* WHAT IS REQUIRED
Filter the lines below and copy out each one that contains the string "deck". Matching is case-sensitive.

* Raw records

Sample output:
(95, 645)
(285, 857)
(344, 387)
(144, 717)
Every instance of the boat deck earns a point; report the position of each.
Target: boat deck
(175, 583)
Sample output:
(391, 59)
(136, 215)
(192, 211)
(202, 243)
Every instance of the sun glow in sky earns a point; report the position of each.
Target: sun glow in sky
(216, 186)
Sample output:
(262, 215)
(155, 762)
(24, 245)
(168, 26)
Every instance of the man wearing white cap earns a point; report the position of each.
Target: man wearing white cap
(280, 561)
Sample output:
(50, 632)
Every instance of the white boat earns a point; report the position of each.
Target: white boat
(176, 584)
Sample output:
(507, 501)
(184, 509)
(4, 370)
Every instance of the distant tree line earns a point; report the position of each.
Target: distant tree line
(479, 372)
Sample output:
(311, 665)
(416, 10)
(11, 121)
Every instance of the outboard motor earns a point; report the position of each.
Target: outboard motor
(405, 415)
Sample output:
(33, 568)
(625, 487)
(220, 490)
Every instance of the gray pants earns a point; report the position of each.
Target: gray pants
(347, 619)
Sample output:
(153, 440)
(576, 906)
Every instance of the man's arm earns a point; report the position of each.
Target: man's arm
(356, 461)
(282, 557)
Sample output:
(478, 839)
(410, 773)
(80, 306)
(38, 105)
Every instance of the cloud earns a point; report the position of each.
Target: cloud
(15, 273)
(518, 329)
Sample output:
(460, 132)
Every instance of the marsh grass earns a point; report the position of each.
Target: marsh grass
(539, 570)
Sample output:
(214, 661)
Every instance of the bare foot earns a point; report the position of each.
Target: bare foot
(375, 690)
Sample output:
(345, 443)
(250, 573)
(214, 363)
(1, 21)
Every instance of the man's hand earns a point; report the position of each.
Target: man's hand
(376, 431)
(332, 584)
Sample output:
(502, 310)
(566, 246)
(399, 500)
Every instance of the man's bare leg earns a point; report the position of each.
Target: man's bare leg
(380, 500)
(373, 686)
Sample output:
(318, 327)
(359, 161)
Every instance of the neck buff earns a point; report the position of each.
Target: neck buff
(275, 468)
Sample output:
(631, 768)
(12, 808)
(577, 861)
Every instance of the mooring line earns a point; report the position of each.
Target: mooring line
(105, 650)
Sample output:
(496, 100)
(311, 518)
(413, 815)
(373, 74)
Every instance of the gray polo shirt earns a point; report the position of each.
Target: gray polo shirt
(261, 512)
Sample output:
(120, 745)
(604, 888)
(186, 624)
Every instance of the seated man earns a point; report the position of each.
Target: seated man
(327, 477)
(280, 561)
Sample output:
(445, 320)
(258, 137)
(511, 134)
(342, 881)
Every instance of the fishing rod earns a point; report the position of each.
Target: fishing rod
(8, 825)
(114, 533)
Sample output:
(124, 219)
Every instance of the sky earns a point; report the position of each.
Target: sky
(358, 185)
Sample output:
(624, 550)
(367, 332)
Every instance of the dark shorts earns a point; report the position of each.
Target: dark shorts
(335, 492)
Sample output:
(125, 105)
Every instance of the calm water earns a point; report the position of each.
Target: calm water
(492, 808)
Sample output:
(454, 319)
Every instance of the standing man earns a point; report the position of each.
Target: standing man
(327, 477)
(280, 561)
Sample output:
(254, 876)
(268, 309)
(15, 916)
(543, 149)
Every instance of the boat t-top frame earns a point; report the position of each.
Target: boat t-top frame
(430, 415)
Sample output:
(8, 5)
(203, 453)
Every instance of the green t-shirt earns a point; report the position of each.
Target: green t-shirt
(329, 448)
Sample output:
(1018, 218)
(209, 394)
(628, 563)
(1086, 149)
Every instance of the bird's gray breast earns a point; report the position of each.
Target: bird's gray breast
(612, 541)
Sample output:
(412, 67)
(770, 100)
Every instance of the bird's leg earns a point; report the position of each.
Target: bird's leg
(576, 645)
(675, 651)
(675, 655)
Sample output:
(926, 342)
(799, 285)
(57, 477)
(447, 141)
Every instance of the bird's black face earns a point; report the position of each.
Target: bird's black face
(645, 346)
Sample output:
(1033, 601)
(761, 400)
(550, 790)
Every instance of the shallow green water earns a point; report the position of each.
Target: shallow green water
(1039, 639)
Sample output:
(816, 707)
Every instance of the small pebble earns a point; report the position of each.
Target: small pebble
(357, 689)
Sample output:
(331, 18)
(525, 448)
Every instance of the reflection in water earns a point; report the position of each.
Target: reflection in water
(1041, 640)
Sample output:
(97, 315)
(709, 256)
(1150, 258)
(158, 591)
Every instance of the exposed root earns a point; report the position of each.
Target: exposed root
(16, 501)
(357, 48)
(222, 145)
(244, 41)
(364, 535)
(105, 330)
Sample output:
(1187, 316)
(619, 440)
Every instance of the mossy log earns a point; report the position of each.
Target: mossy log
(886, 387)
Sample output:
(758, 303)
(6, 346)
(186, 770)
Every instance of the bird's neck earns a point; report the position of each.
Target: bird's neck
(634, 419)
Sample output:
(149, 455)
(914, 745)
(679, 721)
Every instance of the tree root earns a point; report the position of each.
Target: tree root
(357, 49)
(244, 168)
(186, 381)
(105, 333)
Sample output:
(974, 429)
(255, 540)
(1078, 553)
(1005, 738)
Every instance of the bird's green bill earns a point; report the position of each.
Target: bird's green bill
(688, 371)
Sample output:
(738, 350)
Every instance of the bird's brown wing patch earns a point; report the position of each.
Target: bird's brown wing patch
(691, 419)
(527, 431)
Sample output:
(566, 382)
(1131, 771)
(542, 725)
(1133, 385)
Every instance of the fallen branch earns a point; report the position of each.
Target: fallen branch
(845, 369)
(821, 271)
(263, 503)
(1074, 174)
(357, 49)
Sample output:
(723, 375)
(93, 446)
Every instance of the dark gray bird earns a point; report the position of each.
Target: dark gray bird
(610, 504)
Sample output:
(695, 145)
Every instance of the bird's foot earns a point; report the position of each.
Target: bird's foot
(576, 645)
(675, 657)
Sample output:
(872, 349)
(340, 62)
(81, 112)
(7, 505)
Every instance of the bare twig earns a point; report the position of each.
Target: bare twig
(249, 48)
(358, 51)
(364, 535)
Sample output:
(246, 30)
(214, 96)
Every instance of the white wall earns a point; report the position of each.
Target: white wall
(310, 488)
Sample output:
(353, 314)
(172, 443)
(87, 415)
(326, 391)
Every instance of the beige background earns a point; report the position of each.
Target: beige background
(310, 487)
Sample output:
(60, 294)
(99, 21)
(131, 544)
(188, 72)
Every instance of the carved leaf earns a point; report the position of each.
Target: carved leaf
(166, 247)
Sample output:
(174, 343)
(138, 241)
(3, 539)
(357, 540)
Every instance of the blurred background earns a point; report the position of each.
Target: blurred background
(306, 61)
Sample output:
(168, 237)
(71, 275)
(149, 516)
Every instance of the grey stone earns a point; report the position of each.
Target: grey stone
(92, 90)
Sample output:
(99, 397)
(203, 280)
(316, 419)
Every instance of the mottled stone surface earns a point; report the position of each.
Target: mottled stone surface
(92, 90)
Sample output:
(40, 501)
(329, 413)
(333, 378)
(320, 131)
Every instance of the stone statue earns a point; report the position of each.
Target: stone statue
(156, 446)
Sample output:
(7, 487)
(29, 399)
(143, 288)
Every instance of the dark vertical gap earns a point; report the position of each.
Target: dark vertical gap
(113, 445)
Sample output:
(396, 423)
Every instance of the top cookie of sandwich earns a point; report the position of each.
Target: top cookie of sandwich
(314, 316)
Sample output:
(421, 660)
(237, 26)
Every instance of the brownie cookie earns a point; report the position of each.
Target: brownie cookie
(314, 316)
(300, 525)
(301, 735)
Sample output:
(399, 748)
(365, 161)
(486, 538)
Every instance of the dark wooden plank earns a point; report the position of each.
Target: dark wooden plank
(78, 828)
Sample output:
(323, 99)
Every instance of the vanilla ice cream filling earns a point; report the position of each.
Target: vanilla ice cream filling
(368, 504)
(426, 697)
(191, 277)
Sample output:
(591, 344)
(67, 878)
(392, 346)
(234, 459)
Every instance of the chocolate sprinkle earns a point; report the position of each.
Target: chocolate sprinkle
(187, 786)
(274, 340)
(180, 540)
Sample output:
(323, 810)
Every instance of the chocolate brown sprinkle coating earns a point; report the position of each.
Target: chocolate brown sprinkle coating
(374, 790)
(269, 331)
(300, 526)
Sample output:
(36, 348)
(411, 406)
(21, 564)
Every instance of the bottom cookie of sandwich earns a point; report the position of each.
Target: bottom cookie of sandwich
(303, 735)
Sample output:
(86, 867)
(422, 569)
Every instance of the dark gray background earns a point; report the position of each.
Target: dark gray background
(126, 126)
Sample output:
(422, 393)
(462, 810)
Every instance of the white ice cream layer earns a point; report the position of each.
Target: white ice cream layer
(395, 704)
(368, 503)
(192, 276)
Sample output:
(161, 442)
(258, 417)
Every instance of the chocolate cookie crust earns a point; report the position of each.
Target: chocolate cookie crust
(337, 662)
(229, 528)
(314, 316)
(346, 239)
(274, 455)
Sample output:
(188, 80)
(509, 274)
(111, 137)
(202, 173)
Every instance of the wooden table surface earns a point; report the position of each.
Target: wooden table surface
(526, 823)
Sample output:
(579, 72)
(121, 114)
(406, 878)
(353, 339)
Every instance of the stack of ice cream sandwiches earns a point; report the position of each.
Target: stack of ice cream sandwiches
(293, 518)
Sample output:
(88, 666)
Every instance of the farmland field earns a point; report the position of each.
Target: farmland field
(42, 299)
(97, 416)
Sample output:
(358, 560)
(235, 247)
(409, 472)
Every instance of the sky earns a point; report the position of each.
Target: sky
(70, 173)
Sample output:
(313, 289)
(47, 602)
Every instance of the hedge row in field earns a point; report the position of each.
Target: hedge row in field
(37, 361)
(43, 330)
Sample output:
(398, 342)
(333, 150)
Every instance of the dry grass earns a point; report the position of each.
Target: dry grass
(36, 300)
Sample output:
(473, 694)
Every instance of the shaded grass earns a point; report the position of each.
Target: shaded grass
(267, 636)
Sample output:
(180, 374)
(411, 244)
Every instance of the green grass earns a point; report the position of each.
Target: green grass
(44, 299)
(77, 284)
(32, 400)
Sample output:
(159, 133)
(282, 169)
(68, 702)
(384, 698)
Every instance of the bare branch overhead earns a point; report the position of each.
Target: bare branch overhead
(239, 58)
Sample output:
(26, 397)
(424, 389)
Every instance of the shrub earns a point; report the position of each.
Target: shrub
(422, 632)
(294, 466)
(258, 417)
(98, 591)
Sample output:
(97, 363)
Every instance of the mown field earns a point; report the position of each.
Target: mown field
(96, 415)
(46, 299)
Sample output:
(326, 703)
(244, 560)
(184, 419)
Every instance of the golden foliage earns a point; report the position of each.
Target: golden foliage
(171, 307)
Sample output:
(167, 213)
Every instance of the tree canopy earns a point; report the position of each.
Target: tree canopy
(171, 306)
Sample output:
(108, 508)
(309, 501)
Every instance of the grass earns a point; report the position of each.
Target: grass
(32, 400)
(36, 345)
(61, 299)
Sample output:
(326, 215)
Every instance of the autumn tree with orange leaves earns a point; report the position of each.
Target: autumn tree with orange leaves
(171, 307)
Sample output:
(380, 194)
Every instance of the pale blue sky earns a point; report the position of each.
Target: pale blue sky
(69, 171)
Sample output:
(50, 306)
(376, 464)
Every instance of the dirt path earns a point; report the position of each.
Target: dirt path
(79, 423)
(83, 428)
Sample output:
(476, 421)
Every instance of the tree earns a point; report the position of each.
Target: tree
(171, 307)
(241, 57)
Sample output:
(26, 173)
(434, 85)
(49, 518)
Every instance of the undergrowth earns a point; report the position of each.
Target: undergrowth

* REPLY TO THE TASK
Every instance of the boat deck earns a point; report the position of each.
Target: boat deck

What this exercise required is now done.